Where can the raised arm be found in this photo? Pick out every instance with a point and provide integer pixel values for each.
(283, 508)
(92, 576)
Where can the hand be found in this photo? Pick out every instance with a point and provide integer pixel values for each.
*****
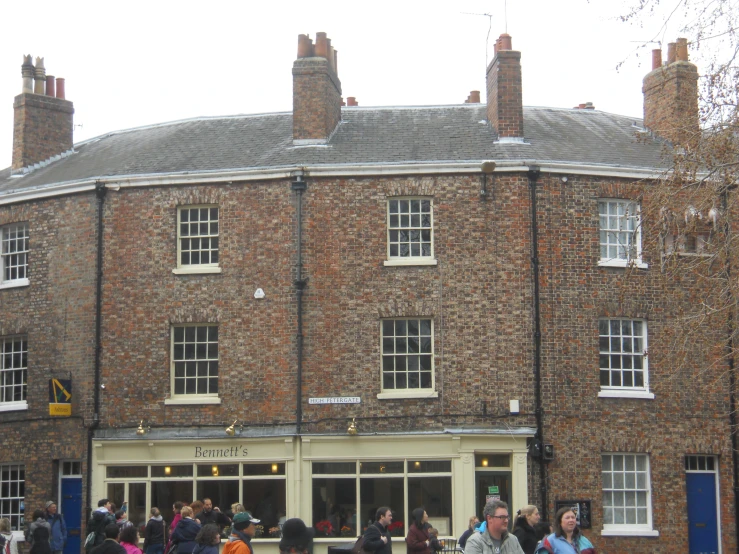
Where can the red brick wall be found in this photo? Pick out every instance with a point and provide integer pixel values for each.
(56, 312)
*****
Exercise brief:
Please find each line in the data above that contains the string "integer" and copy those lines, treating uppercase and lowercase letters as different.

Result of the exercise:
Where can the raised arm be found in this photo? Pick out every instance with a point and provide integer pixel values for each.
Where can the hand be found in this photo? Pick out every instance with a point and provide integer pixel values for each.
Where can the red brick wall be found in this photo? Pick out every instance with a point and provide integer pixel values for each.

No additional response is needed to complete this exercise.